BEGIN

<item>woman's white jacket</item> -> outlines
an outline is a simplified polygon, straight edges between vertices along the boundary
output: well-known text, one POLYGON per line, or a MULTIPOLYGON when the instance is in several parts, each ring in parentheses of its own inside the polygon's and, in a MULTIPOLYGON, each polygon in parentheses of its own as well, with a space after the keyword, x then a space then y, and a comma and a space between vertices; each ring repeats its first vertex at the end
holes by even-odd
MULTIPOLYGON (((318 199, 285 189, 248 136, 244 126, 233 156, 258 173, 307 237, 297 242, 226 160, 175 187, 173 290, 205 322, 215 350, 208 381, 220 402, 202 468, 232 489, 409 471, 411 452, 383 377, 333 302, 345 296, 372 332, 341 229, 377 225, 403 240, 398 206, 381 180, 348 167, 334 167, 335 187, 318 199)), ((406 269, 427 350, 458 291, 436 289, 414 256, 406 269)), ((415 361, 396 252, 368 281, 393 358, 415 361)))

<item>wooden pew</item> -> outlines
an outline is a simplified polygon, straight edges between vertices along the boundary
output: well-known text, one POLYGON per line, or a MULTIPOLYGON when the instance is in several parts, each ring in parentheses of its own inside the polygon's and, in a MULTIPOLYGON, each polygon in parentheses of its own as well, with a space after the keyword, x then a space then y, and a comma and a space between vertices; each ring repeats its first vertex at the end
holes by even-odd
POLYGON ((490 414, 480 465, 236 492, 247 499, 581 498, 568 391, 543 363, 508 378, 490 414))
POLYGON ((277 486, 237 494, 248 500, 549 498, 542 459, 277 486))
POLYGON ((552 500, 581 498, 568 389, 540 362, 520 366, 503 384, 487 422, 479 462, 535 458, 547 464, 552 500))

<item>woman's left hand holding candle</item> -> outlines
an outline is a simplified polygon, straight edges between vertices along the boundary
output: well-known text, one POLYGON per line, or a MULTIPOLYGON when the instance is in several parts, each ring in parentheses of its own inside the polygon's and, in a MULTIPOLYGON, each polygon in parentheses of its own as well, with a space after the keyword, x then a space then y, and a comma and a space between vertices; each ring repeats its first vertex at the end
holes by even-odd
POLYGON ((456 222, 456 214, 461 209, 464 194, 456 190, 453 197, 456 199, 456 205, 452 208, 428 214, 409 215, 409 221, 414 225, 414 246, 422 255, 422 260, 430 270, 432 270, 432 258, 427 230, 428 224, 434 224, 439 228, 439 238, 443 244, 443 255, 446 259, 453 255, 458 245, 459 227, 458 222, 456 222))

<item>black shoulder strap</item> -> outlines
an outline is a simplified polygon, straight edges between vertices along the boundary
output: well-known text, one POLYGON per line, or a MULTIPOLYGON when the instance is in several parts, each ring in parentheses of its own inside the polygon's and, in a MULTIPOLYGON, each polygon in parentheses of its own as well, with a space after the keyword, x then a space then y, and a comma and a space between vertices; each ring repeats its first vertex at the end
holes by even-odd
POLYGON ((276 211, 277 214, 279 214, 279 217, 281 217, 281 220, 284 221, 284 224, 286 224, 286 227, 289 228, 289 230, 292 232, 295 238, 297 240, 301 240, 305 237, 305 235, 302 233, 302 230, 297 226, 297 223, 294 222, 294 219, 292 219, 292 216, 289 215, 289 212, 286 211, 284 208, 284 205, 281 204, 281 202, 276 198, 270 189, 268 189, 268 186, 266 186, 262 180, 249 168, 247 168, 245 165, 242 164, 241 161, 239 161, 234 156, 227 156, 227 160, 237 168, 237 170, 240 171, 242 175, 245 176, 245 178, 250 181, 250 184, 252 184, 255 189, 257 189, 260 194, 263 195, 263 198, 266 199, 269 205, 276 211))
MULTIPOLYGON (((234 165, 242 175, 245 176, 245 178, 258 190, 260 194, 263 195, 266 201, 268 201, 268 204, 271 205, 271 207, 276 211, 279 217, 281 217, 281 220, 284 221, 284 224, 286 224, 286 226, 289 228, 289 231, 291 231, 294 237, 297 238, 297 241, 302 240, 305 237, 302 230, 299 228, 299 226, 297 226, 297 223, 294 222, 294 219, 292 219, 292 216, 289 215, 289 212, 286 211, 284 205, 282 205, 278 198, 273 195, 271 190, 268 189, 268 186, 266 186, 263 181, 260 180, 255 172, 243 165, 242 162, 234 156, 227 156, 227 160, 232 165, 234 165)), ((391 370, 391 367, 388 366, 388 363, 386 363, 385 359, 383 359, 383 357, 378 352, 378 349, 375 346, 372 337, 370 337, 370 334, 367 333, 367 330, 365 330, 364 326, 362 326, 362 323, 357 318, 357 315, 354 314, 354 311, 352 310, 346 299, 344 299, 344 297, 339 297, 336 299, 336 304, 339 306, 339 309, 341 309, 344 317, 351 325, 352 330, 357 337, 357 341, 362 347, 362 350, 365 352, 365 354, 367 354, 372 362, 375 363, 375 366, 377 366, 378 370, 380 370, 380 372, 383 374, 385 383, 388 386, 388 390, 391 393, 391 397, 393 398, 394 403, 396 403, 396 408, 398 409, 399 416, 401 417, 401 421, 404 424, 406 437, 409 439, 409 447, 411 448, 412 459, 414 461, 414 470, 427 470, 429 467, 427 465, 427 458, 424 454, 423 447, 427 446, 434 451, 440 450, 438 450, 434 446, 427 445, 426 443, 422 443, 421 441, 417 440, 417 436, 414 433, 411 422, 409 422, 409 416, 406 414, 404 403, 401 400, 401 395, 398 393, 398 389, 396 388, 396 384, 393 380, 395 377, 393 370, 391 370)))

END

WHAT THIS TASK INVOLVES.
Whenever a line of the listing above holds the word "woman", copy that line.

EXERCISE RESULT.
<item>woman's white jacket</item> -> outlines
<item>woman's left hand holding candle</item> -> outlines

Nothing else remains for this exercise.